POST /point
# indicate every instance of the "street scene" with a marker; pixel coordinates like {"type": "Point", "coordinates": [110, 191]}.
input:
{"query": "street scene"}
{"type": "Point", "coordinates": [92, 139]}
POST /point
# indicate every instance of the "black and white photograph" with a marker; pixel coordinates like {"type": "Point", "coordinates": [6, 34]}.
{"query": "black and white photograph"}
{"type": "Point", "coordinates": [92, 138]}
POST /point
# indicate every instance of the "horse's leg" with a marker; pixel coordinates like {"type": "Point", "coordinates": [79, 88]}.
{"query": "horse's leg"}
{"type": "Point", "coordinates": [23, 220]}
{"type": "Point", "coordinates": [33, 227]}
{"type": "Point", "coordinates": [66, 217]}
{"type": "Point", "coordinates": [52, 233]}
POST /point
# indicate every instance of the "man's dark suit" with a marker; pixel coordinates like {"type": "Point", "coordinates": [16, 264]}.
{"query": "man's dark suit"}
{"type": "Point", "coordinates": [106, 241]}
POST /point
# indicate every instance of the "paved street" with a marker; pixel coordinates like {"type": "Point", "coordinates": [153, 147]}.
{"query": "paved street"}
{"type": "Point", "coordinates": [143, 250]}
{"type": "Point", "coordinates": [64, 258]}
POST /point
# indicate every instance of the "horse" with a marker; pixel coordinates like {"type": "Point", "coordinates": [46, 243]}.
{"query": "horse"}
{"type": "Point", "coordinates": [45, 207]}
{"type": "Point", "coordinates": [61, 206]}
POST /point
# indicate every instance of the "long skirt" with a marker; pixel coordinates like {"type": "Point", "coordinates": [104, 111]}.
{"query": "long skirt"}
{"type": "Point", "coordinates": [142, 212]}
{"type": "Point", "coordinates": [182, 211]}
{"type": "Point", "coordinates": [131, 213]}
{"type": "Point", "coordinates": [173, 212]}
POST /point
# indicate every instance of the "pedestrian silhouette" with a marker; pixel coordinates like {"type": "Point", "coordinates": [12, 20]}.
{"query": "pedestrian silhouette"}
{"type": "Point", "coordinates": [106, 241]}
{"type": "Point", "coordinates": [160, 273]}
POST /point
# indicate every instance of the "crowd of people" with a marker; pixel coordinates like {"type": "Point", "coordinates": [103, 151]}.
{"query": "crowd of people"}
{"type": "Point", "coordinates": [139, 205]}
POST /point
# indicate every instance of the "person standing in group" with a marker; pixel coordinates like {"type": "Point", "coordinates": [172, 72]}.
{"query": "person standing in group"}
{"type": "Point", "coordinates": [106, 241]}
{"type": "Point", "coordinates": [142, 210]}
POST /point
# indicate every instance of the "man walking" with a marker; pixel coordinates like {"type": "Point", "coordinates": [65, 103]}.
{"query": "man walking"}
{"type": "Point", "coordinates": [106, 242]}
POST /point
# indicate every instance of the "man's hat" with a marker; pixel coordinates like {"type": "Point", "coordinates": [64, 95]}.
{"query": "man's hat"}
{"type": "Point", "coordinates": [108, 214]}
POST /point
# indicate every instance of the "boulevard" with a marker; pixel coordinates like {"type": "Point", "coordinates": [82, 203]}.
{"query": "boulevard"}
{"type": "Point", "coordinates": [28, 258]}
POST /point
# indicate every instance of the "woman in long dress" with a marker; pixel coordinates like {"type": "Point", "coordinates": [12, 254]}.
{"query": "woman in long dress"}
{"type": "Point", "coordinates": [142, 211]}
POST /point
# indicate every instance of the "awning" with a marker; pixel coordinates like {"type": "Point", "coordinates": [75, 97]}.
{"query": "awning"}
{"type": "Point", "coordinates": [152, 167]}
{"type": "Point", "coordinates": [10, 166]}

WRITTEN EXERCISE – Every entry must be output again, exactly as written above.

RESULT –
POST /point
# indicate every instance of the "street scene" with a marker; pixel coordinates like {"type": "Point", "coordinates": [110, 191]}.
input:
{"query": "street scene"}
{"type": "Point", "coordinates": [92, 139]}
POST /point
# indicate every instance of the "black and white photograph" with a marker; pixel coordinates like {"type": "Point", "coordinates": [6, 34]}.
{"query": "black and white photograph"}
{"type": "Point", "coordinates": [92, 138]}
POST /point
# indicate every instance of the "horse's leg" with a marker; pixel coordinates like {"type": "Point", "coordinates": [79, 88]}.
{"query": "horse's leg"}
{"type": "Point", "coordinates": [23, 220]}
{"type": "Point", "coordinates": [33, 227]}
{"type": "Point", "coordinates": [66, 217]}
{"type": "Point", "coordinates": [52, 233]}
POST /point
# indicate every instance of the "man's dark suit" with a marker; pixel coordinates like {"type": "Point", "coordinates": [16, 264]}.
{"query": "man's dark suit"}
{"type": "Point", "coordinates": [106, 241]}
POST /point
# indicate every instance of the "paved street" with a marker; pixel coordinates like {"type": "Point", "coordinates": [153, 147]}.
{"query": "paved street"}
{"type": "Point", "coordinates": [143, 250]}
{"type": "Point", "coordinates": [64, 258]}
POST /point
# indicate every instance of the "horse" with a marker; pixel coordinates like {"type": "Point", "coordinates": [46, 243]}.
{"query": "horse"}
{"type": "Point", "coordinates": [45, 207]}
{"type": "Point", "coordinates": [61, 206]}
POST /point
# indicate every instance of the "long skirt" with a marker; pixel coordinates like {"type": "Point", "coordinates": [104, 111]}.
{"query": "long skirt"}
{"type": "Point", "coordinates": [142, 212]}
{"type": "Point", "coordinates": [182, 211]}
{"type": "Point", "coordinates": [131, 213]}
{"type": "Point", "coordinates": [173, 212]}
POST /point
# indicate every instance of the "pedestrian silhouette" with a marker; pixel coordinates like {"type": "Point", "coordinates": [12, 20]}.
{"query": "pedestrian silhouette"}
{"type": "Point", "coordinates": [106, 241]}
{"type": "Point", "coordinates": [160, 273]}
POST /point
# indicate every instance of the "crowd of people" with a marker; pixel coordinates like {"type": "Point", "coordinates": [103, 151]}.
{"query": "crowd of people"}
{"type": "Point", "coordinates": [139, 205]}
POST /point
# indicate every instance of the "person standing in group" with a marker; pixel coordinates like {"type": "Point", "coordinates": [172, 72]}.
{"query": "person standing in group"}
{"type": "Point", "coordinates": [106, 241]}
{"type": "Point", "coordinates": [142, 210]}
POST /point
# indicate every instance of the "man walking" with a marker; pixel coordinates like {"type": "Point", "coordinates": [65, 103]}.
{"query": "man walking"}
{"type": "Point", "coordinates": [106, 242]}
POST /point
# indicate every instance of the "man's hat" with a marker; pixel coordinates like {"type": "Point", "coordinates": [64, 95]}.
{"query": "man's hat"}
{"type": "Point", "coordinates": [108, 214]}
POST /point
# indicate every instance of the "boulevard" with a marker; pixel coordinates like {"type": "Point", "coordinates": [82, 203]}.
{"query": "boulevard"}
{"type": "Point", "coordinates": [28, 258]}
POST /point
# indicate every instance of the "woman in long dress" with a marker; pixel coordinates like {"type": "Point", "coordinates": [12, 254]}.
{"query": "woman in long dress"}
{"type": "Point", "coordinates": [142, 211]}
POST /point
# indicate every instance of the "awning" with a marker; pixel coordinates like {"type": "Point", "coordinates": [75, 97]}.
{"query": "awning"}
{"type": "Point", "coordinates": [152, 167]}
{"type": "Point", "coordinates": [10, 166]}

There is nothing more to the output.